____ MATERIAL SUPPLIED

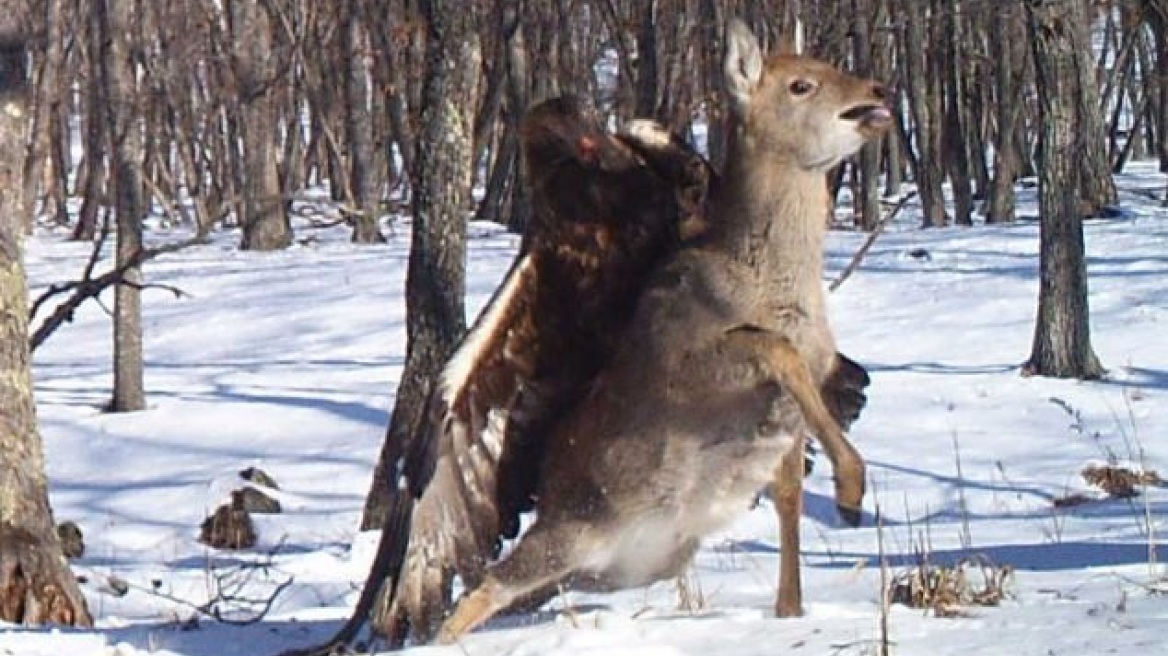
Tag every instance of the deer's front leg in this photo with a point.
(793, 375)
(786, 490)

________
____ MATERIAL SUPPLIED

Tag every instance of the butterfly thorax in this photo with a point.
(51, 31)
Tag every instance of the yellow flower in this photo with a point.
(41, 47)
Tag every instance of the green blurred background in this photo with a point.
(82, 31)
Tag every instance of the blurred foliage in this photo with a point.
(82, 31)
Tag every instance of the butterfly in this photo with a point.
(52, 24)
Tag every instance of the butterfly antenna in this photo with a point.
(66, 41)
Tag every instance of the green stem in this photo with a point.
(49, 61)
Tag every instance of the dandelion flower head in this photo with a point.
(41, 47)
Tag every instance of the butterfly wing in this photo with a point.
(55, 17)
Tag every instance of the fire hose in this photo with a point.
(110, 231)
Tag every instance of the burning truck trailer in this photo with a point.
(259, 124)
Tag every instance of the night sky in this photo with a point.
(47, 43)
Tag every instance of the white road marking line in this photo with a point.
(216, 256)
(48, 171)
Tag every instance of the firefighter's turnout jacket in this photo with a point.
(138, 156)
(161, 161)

________

▸ THE REQUEST: Report every line in the items above that contains the string "green", copying each one in full. Case counts.

▸ RESPONSE TO THE EXERCISE:
Tag every instance of the green blurred background in this photo with a point.
Tag every instance of the green stem in this photo with a point.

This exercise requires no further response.